---------- EXCERPTED DATA ----------

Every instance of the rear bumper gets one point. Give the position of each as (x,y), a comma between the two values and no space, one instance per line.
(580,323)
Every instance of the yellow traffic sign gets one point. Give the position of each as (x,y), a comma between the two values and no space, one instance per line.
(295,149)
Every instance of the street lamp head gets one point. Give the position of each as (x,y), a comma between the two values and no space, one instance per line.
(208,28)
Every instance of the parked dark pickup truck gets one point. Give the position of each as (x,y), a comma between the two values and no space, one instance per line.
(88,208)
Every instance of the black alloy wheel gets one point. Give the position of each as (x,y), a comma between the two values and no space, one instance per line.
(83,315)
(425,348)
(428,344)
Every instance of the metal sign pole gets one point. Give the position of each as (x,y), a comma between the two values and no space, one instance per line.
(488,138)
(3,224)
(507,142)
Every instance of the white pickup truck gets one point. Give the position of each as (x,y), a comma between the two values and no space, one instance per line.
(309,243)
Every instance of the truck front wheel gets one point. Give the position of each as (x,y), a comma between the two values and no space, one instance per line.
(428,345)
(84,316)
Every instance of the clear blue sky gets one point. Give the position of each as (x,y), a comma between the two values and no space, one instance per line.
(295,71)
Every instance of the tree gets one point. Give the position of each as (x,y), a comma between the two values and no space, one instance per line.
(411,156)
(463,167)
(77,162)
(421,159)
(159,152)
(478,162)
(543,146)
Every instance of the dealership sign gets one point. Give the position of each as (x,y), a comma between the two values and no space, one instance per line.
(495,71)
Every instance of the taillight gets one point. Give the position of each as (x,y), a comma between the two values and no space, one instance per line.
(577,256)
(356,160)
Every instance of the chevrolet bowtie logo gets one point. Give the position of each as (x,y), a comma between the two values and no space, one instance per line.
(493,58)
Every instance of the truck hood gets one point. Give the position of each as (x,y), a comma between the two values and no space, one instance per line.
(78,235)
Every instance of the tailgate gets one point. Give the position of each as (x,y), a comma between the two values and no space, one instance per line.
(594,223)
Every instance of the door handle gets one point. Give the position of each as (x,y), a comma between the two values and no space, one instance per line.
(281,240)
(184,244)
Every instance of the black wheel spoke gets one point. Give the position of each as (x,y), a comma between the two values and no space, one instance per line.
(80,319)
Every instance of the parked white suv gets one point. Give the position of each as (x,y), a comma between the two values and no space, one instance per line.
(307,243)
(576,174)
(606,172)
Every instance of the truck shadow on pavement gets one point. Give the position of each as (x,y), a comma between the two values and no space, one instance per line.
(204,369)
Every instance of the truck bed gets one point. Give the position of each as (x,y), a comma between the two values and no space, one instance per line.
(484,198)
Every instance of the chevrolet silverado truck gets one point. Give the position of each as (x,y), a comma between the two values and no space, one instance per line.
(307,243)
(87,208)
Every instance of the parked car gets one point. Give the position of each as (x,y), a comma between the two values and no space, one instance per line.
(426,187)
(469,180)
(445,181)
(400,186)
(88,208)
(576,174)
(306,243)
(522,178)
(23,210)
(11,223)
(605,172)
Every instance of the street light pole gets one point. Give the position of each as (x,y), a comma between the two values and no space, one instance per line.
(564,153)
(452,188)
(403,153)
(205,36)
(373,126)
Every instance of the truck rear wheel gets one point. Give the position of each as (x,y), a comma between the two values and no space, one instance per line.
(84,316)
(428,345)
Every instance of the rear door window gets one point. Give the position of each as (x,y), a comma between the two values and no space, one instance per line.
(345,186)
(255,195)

----------

» PROMPT
Put every line of the records into a JSON list of strings, with one string for each line and no entries for blank lines.

» REPLY TO THE TASK
[
  "Every instance of the rear bumper gets one point. Give the position of each as (x,y), a comma between the two values and no space, one instance per line.",
  "(580,323)",
  "Every instance of the yellow traffic sign gets one point. Give the position of each as (x,y), a comma between the two values and no space, one instance per line.",
  "(295,149)",
  "Every instance of the street lamp head gets one point. Give the position of each as (x,y), a comma between the two values and no space, one instance per line.",
  "(208,28)",
  "Every instance of the parked dark pickup truck gets one point. Give the position of each as (x,y), a comma between the two values and no space, one instance per line.",
  "(88,208)",
  "Every instance of the black alloy wheel gets one point. Give the position of each as (x,y), a comma between the two values and no space, one instance per line.",
  "(83,315)",
  "(425,348)",
  "(428,344)",
  "Every instance of the metal sign pole gets one point. Give the position of each as (x,y), a comma between the two values and no space, one instance per line.",
  "(488,138)",
  "(3,224)",
  "(507,142)",
  "Every instance of the white pickup truck gets one point. Give the position of each as (x,y), a comma between the two values and no space, one instance per line.",
  "(309,243)",
  "Every instance of the truck front wheel gets one point. Give the position of each as (x,y), a comma between the two values and no space, one instance per line.",
  "(428,345)",
  "(84,316)",
  "Every instance of the clear blue sky gets one point. Give the position of each as (x,y), a comma between the two values and no space, one instance per line.",
  "(295,71)",
  "Every instance of the tree gets one point. Give the position of each as (x,y), a comma between the two values and no space, one instance per line.",
  "(411,156)",
  "(463,167)",
  "(77,162)",
  "(421,159)",
  "(159,152)",
  "(478,162)",
  "(543,146)",
  "Every instance of the dealership sign gets one point. Give the position of each as (x,y), a comma between the two values and no space, one instance per line.",
  "(495,71)",
  "Every instance of the taillight gets one point. Give the position of each as (x,y), a comma between the two values and no space, one instance per line.",
  "(577,256)",
  "(356,160)",
  "Every instance of the chevrolet bowtie logo gets one point. Give the position of each as (x,y), a comma between the two values and no space, one instance per line.",
  "(493,58)",
  "Every instance of the truck hood gets one point. Give the position of each as (x,y), a comma between the two values and no space, one instance per line.",
  "(78,235)",
  "Every instance of the tailgate gets one point. Give the position of each as (x,y), a comma between the two values and no space, one instance per line.",
  "(594,223)",
  "Every instance of the door handle gets one point. Give the position of each as (x,y), a comma between the two values and no space, one instance per line.",
  "(281,240)",
  "(184,244)",
  "Every instance of the black wheel spoke gets one point. Give the position of each as (x,y), a comma between the two values and no space, one instance per line.",
  "(80,319)",
  "Every instance of the parked white suv gets one point. Give the position of each as (x,y), a comma between the two values and no space, one instance per line.",
  "(307,243)",
  "(576,174)",
  "(606,172)",
  "Every instance of the truck shadow on pavement gets one point. Give the position of each as (x,y), a comma between the two values and no space, one instance per line.",
  "(204,369)",
  "Every instance of the truck bed gets one point. Give the position of each as (x,y), a comma between the two values and no space, one instance per line.",
  "(484,198)",
  "Every instance of the chevrolet silverado truck gets one point. Give the position of each as (x,y), a comma between the two values and no space, one instance per line.",
  "(307,243)",
  "(87,208)",
  "Every instance of the parked car gets one point. Give the position of each as (x,y), a comma between the two values and no space, one instance per line.",
  "(426,187)",
  "(469,180)",
  "(445,181)",
  "(400,186)",
  "(88,208)",
  "(576,174)",
  "(306,243)",
  "(522,178)",
  "(23,210)",
  "(11,223)",
  "(605,172)",
  "Every instance of the street light pole gets one point. Give the position of each as (x,y), a comma between the two values and no space, one instance per line.",
  "(564,153)",
  "(452,188)",
  "(403,153)",
  "(205,36)",
  "(373,126)",
  "Every instance of the truck rear wheel gets one point. Give the position of each as (x,y), a comma between the two values and no space, one instance per line.",
  "(84,316)",
  "(428,345)",
  "Every instance of the rear door window gets one point. Give the position of each as (x,y), a comma between the two values and no space, one instance per line.",
  "(345,186)",
  "(255,195)"
]